By the decision of the government, from March 20 to April 9, new restrictions will be introduced related to the coronavirus pandemic in Poland. This means that the new restrictions will apply during Easter. The daily average of infections in Poland in the last seven days amounted to over 22,200 cases. (Photo by Mateusz Slodkowski/SOPA Images/LightRocket via Getty Images)
A man walks in Gdansk, Poland, which has seen a spike in COVID cases. (Getty Images)

Europe is currently facing a deadly third wave of coronavirus as infections and fatalities in the UK continue to fall.

Countries have been forced to tighten restrictions as the more infectious British variant spreads across the continent.

Eastern Europe has emerged as a hotspot for the virus but other nations such as France, Italy and Sweden have also seen spikes in cases.

Boris Johnson has warned that the third wave will reach the UK, and has faced calls to tighten travel measures to keep infections out of the country.

Watch: Boris Johnson says UK will 'feel effects' of third wave

How bad is the new wave in Europe?

According to the World Health Organization (WHO), cases are up by 13% across the continent week on week.

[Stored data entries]
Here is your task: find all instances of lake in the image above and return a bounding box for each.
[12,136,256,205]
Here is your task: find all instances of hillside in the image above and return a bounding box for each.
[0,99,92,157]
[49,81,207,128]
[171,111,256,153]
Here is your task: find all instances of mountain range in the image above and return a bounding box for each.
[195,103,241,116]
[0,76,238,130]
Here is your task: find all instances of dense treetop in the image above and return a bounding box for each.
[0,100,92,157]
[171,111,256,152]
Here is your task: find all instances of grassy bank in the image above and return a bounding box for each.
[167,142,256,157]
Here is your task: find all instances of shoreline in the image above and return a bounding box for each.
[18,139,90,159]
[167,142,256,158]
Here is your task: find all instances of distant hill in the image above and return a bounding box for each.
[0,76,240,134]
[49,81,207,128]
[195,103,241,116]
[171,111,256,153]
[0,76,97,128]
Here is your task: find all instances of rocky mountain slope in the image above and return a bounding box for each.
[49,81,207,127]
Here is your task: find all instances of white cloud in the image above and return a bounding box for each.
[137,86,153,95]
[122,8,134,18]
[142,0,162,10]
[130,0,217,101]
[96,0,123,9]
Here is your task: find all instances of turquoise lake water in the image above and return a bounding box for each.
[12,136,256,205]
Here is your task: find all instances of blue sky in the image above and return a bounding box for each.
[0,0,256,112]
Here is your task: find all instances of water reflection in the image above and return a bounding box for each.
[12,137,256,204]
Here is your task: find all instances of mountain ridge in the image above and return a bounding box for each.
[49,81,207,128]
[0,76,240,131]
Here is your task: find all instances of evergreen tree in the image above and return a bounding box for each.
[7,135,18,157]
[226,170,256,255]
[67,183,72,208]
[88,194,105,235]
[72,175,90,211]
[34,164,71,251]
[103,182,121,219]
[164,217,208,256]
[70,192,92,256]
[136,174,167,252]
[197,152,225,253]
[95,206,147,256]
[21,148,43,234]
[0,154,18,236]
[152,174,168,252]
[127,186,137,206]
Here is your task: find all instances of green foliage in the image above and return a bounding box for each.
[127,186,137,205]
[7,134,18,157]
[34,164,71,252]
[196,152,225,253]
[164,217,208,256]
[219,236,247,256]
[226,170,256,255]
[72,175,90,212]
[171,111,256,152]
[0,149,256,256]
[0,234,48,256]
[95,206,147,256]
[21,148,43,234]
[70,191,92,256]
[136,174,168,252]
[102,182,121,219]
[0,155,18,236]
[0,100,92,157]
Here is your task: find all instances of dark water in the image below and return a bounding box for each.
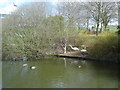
[2,58,118,88]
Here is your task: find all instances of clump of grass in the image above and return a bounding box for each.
[77,32,118,60]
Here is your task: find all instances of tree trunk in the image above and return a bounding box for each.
[64,44,67,54]
[87,19,89,31]
[100,23,103,32]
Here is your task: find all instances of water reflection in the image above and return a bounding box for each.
[3,58,118,88]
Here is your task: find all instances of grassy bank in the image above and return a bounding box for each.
[3,28,119,61]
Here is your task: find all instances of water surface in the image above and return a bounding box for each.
[2,57,118,88]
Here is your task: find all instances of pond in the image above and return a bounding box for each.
[2,57,119,88]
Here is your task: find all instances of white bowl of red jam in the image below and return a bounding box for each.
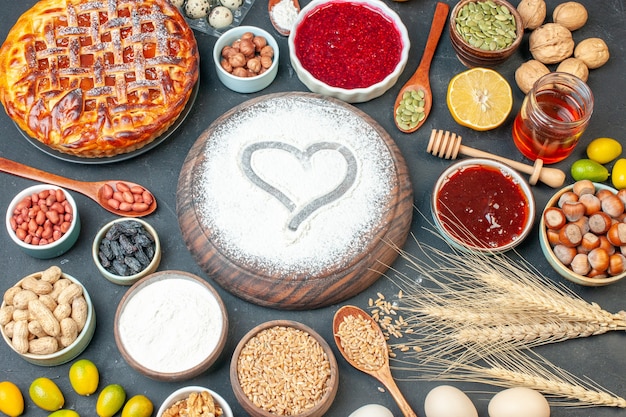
[431,158,535,254]
[288,0,410,103]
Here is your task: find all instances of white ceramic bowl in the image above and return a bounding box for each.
[539,183,626,287]
[230,320,339,417]
[213,26,280,94]
[91,217,161,285]
[0,272,96,366]
[114,271,228,381]
[288,0,411,103]
[6,184,80,259]
[156,385,233,417]
[431,158,535,254]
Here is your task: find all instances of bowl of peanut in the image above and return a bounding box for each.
[539,180,626,287]
[0,266,96,366]
[156,386,233,417]
[213,26,279,94]
[6,184,80,259]
[230,320,339,417]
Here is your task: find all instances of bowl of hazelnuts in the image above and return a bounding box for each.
[213,26,279,93]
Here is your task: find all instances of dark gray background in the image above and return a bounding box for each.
[0,0,626,417]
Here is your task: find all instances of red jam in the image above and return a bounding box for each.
[294,1,403,89]
[437,165,529,249]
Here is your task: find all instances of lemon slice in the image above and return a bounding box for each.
[446,68,513,131]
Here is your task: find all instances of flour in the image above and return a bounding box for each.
[119,278,223,373]
[192,96,397,276]
[270,0,298,30]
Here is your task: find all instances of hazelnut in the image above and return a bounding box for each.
[515,59,550,94]
[552,1,588,30]
[517,0,546,30]
[574,38,610,69]
[556,58,589,82]
[528,23,572,64]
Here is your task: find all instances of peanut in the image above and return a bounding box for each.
[71,297,88,332]
[59,317,78,347]
[28,320,48,337]
[57,282,83,304]
[28,336,59,355]
[0,305,15,326]
[41,266,61,284]
[2,285,22,305]
[20,275,52,295]
[28,299,61,337]
[13,290,39,310]
[11,320,28,354]
[52,304,72,322]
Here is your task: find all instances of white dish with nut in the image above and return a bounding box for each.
[0,266,96,366]
[539,180,626,286]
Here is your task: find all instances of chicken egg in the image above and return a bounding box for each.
[349,404,393,417]
[488,387,550,417]
[424,385,478,417]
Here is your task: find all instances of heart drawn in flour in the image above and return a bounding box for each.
[241,141,357,230]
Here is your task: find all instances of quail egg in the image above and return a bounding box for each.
[209,6,233,29]
[185,0,211,19]
[220,0,243,11]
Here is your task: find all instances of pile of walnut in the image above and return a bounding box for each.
[162,391,223,417]
[220,32,274,78]
[0,266,88,355]
[515,0,609,94]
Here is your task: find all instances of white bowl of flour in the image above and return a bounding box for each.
[114,271,228,381]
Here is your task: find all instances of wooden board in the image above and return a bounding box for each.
[176,93,413,310]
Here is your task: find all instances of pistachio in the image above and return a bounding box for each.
[552,1,588,31]
[574,38,610,69]
[528,23,574,64]
[556,57,589,82]
[517,0,546,30]
[515,59,550,94]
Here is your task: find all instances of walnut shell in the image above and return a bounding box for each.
[552,1,588,31]
[517,0,546,30]
[574,38,610,69]
[528,23,574,64]
[515,59,550,94]
[556,57,589,82]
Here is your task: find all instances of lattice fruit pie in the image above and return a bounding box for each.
[0,0,198,158]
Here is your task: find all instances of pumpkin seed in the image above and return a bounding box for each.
[455,0,517,51]
[396,90,426,130]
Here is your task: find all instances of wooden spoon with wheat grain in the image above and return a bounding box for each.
[333,305,417,417]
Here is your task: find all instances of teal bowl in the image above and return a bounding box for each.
[6,184,80,259]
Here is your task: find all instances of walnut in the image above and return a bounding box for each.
[517,0,546,30]
[556,58,589,82]
[552,1,588,31]
[515,59,550,94]
[528,23,574,64]
[574,38,610,69]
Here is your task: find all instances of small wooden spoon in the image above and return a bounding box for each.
[267,0,300,36]
[0,157,157,217]
[393,2,450,133]
[333,305,417,417]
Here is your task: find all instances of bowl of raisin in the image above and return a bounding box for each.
[91,218,161,285]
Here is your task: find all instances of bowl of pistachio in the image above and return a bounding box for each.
[449,0,524,67]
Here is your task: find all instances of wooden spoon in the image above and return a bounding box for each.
[333,305,417,417]
[267,0,300,36]
[0,157,157,217]
[393,2,450,133]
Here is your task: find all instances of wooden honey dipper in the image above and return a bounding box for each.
[426,129,565,188]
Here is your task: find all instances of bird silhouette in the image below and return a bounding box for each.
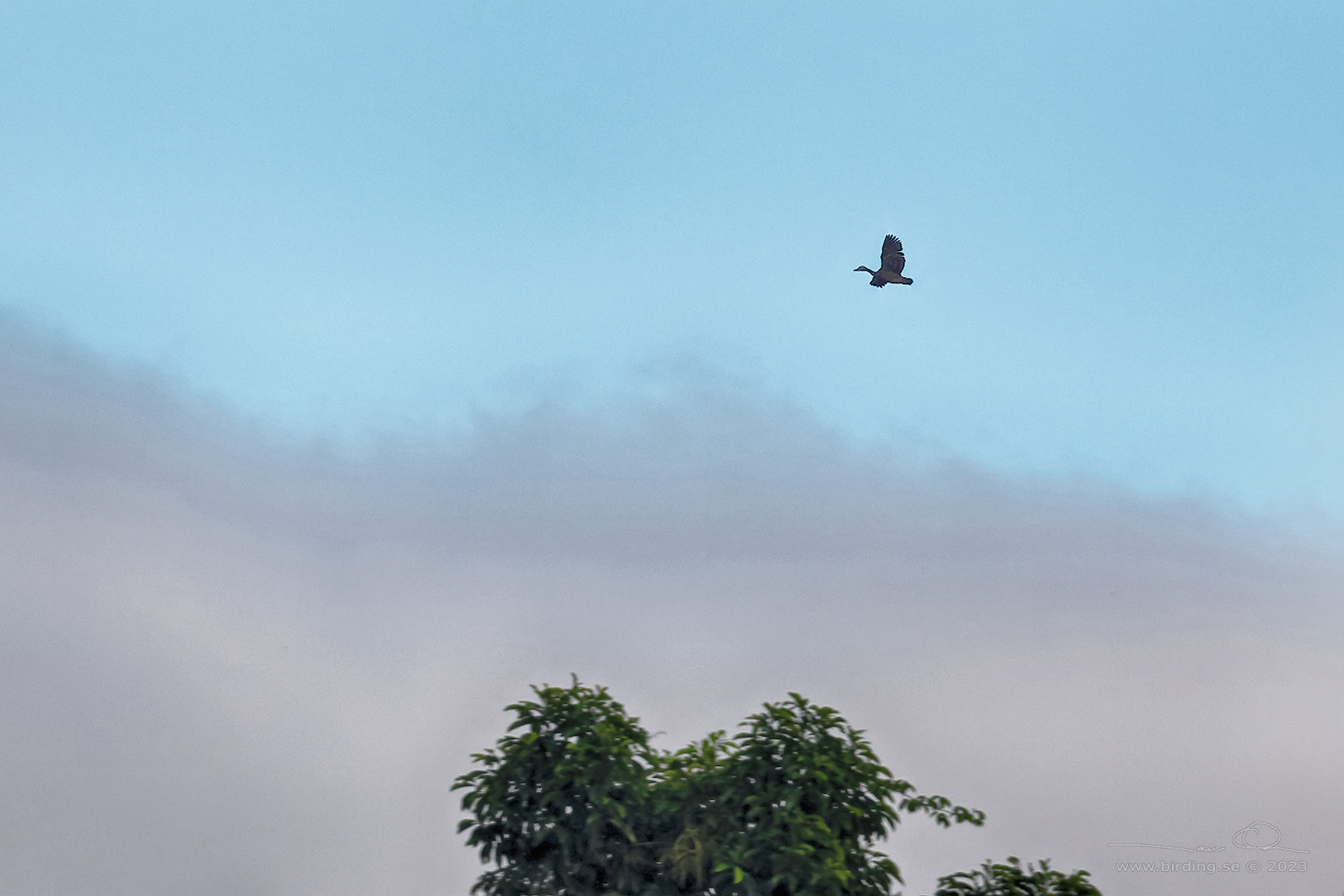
[855,234,914,286]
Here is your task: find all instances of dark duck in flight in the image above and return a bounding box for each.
[855,234,914,286]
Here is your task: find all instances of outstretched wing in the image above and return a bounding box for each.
[882,234,906,274]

▶ [EXPLORE THE MATERIAL]
[1] Duplicate the part of the article on Europe's third wave between "By the decision" and "spikes in cases.", inclusive.
[2] Condense the paragraph of the article on Europe's third wave that begins "By the decision of the government" into a short bulleted list that keeps its main facts.
Rely solely on the article on Europe's third wave.

▶ [EXPECTED RESULTS]
[1]
By the decision of the government, from March 20 to April 9, new restrictions will be introduced related to the coronavirus pandemic in Poland. This means that the new restrictions will apply during Easter. The daily average of infections in Poland in the last seven days amounted to over 22,200 cases. (Photo by Mateusz Slodkowski/SOPA Images/LightRocket via Getty Images)
A man walks in Gdansk, Poland, which has seen a spike in COVID cases. (Getty Images)

Europe is currently facing a deadly third wave of coronavirus as infections and fatalities in the UK continue to fall.

Countries have been forced to tighten restrictions as the more infectious British variant spreads across the continent.

Eastern Europe has emerged as a hotspot for the virus but other nations such as France, Italy and Sweden have also seen spikes in cases.

[2]
- Poland's government is introducing new coronavirus restrictions from March 20 to April 9.
- The restrictions will cover Easter.
- Poland's daily average of infections over the last seven days was more than 22,200 cases.